* **Activity**
Please set down each record exactly as it appears, but leave out any pictures.

* **Stored data**
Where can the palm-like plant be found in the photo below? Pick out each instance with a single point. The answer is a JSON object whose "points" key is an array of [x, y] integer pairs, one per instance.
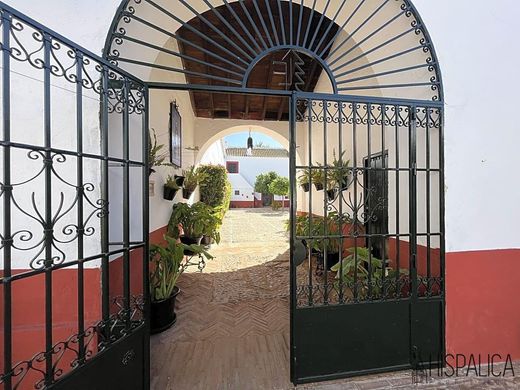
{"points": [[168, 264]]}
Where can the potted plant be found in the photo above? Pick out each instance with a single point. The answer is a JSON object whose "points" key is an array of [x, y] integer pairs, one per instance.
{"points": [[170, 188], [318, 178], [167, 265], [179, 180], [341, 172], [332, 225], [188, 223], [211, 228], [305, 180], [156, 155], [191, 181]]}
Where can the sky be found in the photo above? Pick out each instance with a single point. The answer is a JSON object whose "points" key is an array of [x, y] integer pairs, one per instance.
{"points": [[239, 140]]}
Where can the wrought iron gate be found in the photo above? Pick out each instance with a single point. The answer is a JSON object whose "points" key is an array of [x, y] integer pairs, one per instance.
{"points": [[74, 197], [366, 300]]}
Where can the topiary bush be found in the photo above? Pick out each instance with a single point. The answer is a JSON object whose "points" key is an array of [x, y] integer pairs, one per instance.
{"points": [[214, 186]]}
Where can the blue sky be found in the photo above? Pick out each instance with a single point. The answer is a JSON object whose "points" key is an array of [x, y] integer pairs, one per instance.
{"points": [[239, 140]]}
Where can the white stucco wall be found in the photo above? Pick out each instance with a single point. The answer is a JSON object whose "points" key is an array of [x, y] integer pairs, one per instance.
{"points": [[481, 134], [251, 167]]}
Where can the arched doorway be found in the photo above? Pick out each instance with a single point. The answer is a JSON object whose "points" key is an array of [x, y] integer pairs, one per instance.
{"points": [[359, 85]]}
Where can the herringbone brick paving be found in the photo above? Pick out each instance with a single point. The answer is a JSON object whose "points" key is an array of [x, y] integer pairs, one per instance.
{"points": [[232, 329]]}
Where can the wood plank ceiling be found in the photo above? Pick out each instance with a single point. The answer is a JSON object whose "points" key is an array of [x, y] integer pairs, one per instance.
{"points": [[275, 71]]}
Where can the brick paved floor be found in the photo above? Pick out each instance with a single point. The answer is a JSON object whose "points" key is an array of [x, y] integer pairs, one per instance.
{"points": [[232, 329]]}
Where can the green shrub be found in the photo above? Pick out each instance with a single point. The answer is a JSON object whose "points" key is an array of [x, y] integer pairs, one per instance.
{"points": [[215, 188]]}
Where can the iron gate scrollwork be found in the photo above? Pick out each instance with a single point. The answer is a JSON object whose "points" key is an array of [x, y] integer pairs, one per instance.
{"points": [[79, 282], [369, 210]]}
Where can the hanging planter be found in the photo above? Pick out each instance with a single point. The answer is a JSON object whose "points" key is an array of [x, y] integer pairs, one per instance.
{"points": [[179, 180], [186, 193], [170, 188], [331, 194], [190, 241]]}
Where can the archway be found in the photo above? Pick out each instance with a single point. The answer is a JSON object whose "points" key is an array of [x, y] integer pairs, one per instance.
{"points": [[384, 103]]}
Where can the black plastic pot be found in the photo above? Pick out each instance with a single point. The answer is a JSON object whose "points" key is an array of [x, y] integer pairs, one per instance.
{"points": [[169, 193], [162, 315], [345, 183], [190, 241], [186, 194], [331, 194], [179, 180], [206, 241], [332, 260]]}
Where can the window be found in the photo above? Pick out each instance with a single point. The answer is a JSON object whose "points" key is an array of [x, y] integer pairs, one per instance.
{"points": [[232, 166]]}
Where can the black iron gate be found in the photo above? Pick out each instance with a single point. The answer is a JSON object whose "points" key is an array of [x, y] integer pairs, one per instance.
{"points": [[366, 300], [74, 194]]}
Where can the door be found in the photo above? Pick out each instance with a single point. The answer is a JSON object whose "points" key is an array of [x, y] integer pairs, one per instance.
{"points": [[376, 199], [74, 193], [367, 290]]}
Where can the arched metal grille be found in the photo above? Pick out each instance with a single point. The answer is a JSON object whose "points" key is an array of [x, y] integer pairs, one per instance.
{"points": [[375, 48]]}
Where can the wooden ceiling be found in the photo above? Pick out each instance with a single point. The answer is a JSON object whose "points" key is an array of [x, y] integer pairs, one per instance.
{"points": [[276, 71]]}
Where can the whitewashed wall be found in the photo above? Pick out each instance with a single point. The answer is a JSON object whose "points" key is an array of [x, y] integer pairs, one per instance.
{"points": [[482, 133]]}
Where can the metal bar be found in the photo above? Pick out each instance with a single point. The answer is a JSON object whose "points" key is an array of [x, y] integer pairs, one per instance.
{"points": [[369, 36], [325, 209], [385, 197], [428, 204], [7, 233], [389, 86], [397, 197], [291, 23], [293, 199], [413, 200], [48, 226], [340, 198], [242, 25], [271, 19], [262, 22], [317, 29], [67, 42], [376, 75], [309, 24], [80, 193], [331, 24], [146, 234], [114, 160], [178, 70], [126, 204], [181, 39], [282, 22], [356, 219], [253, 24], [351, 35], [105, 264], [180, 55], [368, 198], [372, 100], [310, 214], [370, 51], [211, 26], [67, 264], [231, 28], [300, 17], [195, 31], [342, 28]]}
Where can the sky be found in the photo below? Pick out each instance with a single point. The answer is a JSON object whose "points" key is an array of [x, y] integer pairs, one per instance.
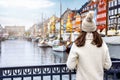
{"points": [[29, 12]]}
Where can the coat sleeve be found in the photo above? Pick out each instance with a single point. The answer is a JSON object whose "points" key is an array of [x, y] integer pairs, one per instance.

* **Your solution**
Where can the palm-like plant be found in the photo below? Pick out each instance with a single point. The answer is a JSON object whose "points" key is an array of [x, y] integer pairs, one per instance.
{"points": [[168, 264]]}
Where can the potted plant be found in the photo above? Pick out each instance with a single point. The answer is a JSON object whose "points" key is an array of [x, y] integer pairs, one per instance.
{"points": [[170, 188], [318, 178], [167, 265], [179, 180], [341, 172], [332, 225], [188, 223], [211, 228], [305, 180], [156, 155], [191, 181]]}
Where can the sky be found in the photo above? Pick out each instance with a single point. The answer is a JSON object whose "points" key is an array of [x, y] integer pairs, one per instance.
{"points": [[239, 140]]}
Where can the wrought iron gate be found in the photo above? Pick out each instance with a single point. The answer is a JSON object whose "points" key is an array of [x, y] integer pairs, one per instance.
{"points": [[74, 197], [366, 300]]}
Where can the topiary bush be found in the photo above? Pick out each instance with a single point. The answer is a JSON object whose "points" key is an array of [x, y] integer pairs, one per instance.
{"points": [[214, 186]]}
Where can the blue sky be found in the photo above? Pick out each instance with a single point. The answer is a JSON object whose "points" key is an array of [x, y] integer pairs, one per instance.
{"points": [[239, 140]]}
Where can the white stucco wall be found in the photo above? Pick out each instance with a single point. The answer is a JSON object whose "points" key is an array of [x, y] integer pairs, one per instance.
{"points": [[481, 134], [251, 167]]}
Where can the arched doorway be found in the photo above? Pick out each instance with a single point. The answer is a JSON object whose "points" key is an array of [x, y] integer pairs, one per instance.
{"points": [[359, 85]]}
Where can the herringbone brick paving be found in the photo above? Pick out each instance with a single point. The answer is a JSON object whose "points" key is an array of [x, y] integer pairs, one per instance.
{"points": [[232, 329]]}
Where can the wood plank ceiling be found in the photo above? Pick out each instance with a single point. The answer is a JSON object whose "points" key is an array of [x, y] integer pairs, one per instance.
{"points": [[275, 71]]}
Where can the brick paved floor be found in the photo above? Pick out each instance with a single point. The answer is a JSON object whose "points" key is an array of [x, y] integer pairs, one per instance.
{"points": [[232, 329]]}
Where can the green shrub be found in the photo above? Pick out each instance with a single point. The answer is a JSON object whose "points" key is an array of [x, y] integer pairs, one per instance.
{"points": [[215, 188]]}
Where can the iron gate scrollwork be found in the photo above? Pick out each instance with a single point. The answer is a JSON object whose "points" key is an array of [x, y] integer pairs, one per instance.
{"points": [[79, 282], [369, 210]]}
Where can the hanging planter be found in the photo above? Pick out each instance with a single point. The answer is a JSON object whose "points" key is an array of [x, y] integer pairs, one per instance.
{"points": [[179, 180], [186, 193], [170, 188], [331, 194], [190, 241]]}
Where can the archway be found in the photo above? Pick out each instance with a single point. The answer is a JSON object whose "points" key is an array of [x, y] integer pairs, one per instance.
{"points": [[384, 103]]}
Where can the black plastic pot be found in the photo above? Pick out each instance with a single point. The answer is a JSON object whose "points" key is an array of [x, y] integer pairs, one per instance.
{"points": [[169, 193], [162, 315], [345, 183], [190, 241], [186, 194], [331, 194], [179, 180], [206, 241], [332, 260]]}
Where can the window be found in the photo above? Pick out each instance with a single point. The answer is a JSON object whose "points" key is an array of [x, y] integer pairs, one per instance.
{"points": [[232, 166]]}
Where can the black iron gate be found in the photo above? Pick out each instance with a single point. The answer is a JSON object whose "points" key is an array of [x, y] integer pairs, one per instance.
{"points": [[366, 300], [74, 194]]}
Where can the door be found in the photo above? Pick out each instance with a single point. The answer is a JSON object whose "points" key is an array of [x, y] integer pairs, one per instance.
{"points": [[376, 199], [74, 193], [367, 290]]}
Where can the arched metal grille be found in the photo above? Pick out each instance with a single point. The answer is a JSON object whose "points" key is an array of [x, y] integer pairs, one per instance.
{"points": [[375, 48]]}
Where can the wooden ceiling be found in the photo above? Pick out each instance with a single point. The answer is a JSON object whose "points" key is an array of [x, y] integer pairs, one per instance.
{"points": [[276, 71]]}
Where can the whitewashed wall be found in the photo above? Pick out each instance with a single point. The answer is a JSON object whose "points" key is an array of [x, y] integer pairs, one per instance.
{"points": [[482, 133]]}
Where can the metal bar be found in the photo above? Pick out each instance with a single point. The answer is a JSON object whose "points" key is an array of [x, y] integer pairs, one per instance.
{"points": [[369, 36], [325, 209], [385, 197], [428, 204], [7, 233], [389, 86], [397, 197], [291, 23], [293, 199], [413, 200], [48, 226], [340, 198], [242, 25], [271, 19], [262, 22], [317, 29], [67, 42], [376, 75], [309, 24], [80, 193], [331, 24], [146, 234], [114, 160], [178, 70], [126, 204], [181, 39], [282, 22], [356, 219], [253, 24], [351, 35], [105, 264], [180, 55], [368, 198], [372, 100], [310, 214], [370, 51], [211, 26], [67, 264], [231, 28], [300, 17], [195, 31], [342, 28]]}
Where can the sky be found in the photo below? Pick out each instance with a single point. The answer is a JSON object whose "points" key is an array of [x, y] integer pairs, one per instance.
{"points": [[29, 12]]}
Where can the coat sleeve be found in the photo above? Pick out each instance with a single point. The answer is a JSON object whose "points" key is an array of [x, y] integer pairs, one per instance.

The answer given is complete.